→ **Page**
* Start *

It’s open enrollment season right now and I’m a little bit bummed. For the past few weeks, I’ve been getting text messages from my previous employer (which happens to be the State of Minnesota) reminding me to enroll in my workplace benefits for the coming year. Since I no longer work for the state, I obviously can’t take advantage of any of these benefits.
Working for the state had some pretty nice perks. Not only did I get a 6% match on my retirement accounts, but I was also able to utilize a High Deductible Health Plan (HDHP), which, in turn, gave me access to a Health Savings Account (HSA). The HSA, as many of us personal finance nerds know, is probably the ultimate secret retirement account for millennials. That’s because, in addition to giving us lower premiums at a point in our life when we’re probably using very little healthcare, the HSA also has the unique ability to offer us triple tax-advantaged savings.
For pretty much every tax-advantaged account, you’ll pay taxes at some point in your life.

* End *

→ **Task requirements**
Could you quote the post on Health Savings Accounts word for word, starting at the words "Working for the" and stopping after "triple tax-advantaged savings."? This data was drawn from a separate source.

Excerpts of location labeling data
* Start *

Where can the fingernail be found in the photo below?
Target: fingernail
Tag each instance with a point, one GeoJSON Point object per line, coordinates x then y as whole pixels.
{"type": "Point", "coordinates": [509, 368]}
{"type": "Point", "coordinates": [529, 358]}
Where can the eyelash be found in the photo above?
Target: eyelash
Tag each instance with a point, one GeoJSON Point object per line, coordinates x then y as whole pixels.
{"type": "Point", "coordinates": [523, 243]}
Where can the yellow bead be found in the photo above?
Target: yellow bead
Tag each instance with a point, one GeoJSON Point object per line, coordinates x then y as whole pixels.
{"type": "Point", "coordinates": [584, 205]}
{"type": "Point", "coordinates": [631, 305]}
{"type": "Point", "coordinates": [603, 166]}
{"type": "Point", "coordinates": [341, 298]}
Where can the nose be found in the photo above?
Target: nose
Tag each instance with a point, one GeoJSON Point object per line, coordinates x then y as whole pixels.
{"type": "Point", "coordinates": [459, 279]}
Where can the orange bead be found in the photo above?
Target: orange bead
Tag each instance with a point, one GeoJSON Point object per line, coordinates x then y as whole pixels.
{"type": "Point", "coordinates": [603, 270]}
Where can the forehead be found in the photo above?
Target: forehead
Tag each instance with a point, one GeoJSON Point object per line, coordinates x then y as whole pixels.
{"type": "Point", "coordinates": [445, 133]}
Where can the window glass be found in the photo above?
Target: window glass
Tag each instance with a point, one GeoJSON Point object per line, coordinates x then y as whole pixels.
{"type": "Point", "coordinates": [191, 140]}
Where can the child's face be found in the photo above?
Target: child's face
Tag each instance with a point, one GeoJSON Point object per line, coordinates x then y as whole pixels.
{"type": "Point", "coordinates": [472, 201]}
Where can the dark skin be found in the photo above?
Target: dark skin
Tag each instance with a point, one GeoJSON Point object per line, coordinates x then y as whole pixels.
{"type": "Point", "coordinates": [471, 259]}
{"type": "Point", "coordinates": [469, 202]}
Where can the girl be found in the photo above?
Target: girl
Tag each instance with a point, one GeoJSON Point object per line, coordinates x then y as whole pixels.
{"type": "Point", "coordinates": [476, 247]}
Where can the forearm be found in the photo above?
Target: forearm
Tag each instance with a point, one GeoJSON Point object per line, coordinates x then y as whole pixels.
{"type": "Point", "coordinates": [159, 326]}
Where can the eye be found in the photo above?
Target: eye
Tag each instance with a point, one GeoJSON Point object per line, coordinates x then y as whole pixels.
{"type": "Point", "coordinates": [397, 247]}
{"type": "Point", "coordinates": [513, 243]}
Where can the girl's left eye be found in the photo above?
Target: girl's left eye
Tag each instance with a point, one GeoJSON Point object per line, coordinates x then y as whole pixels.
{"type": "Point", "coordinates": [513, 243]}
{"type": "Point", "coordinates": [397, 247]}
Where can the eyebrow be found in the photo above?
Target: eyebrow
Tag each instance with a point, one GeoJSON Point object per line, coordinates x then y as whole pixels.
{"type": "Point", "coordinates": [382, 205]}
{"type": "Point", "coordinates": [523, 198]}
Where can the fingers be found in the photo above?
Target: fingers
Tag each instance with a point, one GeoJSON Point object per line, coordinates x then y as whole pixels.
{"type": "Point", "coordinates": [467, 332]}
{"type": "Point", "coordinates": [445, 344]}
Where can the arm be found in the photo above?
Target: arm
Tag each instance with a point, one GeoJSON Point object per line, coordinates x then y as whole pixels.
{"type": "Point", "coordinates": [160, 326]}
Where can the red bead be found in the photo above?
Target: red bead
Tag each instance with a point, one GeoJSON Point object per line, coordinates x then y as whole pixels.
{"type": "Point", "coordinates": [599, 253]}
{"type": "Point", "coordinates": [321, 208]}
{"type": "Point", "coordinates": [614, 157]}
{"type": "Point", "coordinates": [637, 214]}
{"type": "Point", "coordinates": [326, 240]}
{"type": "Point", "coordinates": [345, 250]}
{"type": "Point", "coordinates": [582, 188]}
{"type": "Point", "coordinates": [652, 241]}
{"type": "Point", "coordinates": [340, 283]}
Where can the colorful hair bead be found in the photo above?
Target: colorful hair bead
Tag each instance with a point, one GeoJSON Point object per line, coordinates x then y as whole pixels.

* End *
* Start *

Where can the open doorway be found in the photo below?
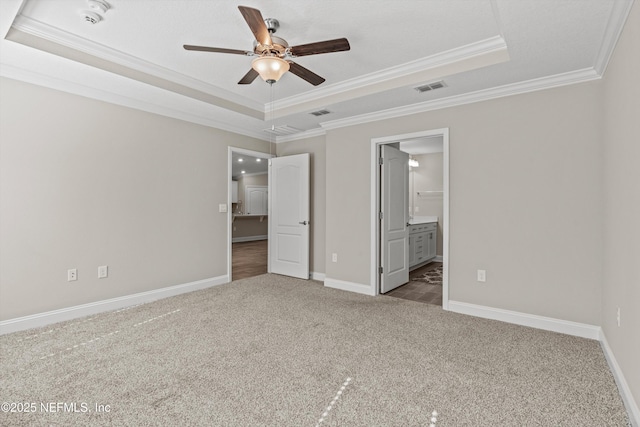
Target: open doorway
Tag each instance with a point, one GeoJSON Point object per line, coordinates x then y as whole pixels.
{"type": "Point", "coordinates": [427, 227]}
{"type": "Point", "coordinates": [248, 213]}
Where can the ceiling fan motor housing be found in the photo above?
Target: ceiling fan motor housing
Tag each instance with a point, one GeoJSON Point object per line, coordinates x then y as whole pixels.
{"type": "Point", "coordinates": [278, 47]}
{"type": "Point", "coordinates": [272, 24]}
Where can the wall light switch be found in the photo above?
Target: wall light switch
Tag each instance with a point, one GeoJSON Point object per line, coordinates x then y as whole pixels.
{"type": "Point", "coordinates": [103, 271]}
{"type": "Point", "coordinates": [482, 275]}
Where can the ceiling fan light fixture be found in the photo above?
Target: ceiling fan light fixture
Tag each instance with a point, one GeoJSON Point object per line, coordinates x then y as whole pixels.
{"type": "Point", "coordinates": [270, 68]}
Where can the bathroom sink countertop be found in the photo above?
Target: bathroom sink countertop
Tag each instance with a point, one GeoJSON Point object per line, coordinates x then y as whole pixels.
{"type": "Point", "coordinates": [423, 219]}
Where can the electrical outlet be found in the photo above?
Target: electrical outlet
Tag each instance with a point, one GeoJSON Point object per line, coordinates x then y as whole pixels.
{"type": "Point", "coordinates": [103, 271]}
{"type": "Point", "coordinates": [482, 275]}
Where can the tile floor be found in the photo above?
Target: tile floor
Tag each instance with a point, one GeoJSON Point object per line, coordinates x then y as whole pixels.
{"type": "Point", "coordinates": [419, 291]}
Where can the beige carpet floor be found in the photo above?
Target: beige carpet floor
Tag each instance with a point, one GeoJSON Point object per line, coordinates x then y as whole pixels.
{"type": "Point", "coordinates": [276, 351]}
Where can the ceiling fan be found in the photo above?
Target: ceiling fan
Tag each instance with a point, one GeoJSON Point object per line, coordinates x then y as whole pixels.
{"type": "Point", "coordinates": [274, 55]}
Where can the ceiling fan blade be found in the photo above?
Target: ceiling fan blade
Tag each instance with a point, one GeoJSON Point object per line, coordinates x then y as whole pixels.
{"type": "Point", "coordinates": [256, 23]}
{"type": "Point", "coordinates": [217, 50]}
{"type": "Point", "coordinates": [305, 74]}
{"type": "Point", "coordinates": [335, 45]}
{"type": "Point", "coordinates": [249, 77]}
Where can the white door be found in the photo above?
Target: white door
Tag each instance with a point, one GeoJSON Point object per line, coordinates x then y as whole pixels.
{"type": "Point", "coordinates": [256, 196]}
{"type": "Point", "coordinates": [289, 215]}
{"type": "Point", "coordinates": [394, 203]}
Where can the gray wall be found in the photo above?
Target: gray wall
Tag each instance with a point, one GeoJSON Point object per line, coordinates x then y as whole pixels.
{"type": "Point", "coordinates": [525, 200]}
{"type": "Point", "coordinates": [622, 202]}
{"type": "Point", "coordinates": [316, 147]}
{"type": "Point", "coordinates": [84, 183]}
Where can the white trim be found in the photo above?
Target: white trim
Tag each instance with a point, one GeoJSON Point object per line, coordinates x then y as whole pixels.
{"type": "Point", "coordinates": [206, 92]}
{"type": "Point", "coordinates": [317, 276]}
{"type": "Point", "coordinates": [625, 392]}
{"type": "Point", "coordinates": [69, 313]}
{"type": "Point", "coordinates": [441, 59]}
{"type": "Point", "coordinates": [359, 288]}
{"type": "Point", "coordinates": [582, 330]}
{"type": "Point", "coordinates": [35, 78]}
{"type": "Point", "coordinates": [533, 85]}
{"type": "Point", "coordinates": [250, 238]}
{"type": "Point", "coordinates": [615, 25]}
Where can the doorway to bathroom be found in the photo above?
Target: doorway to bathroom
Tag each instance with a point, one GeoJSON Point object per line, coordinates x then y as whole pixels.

* End *
* Start *

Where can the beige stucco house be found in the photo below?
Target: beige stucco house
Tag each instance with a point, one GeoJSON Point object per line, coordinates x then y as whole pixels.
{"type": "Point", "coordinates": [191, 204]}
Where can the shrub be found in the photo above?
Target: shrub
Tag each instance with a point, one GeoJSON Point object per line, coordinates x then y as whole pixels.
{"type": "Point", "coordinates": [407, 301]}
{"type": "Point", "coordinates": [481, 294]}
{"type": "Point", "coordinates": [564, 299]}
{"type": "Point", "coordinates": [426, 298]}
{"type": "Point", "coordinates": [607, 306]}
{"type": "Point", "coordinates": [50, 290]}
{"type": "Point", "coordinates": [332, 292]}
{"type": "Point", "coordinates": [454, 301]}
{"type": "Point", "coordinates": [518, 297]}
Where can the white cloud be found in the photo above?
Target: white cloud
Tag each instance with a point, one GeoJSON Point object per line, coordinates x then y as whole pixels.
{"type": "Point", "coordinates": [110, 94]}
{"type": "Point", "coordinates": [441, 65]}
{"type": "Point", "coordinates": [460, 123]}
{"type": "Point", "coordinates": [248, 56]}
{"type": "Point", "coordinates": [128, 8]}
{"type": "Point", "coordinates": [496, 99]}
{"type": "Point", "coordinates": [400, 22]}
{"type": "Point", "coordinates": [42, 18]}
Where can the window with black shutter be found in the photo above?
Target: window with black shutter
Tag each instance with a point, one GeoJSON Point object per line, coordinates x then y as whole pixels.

* End *

→ **Output for this exercise**
Working for the state had some pretty nice perks. Not only did I get a 6% match on my retirement accounts, but I was also able to utilize a High Deductible Health Plan (HDHP), which, in turn, gave me access to a Health Savings Account (HSA). The HSA, as many of us personal finance nerds know, is probably the ultimate secret retirement account for millennials. That’s because, in addition to giving us lower premiums at a point in our life when we’re probably using very little healthcare, the HSA also has the unique ability to offer us triple tax-advantaged savings.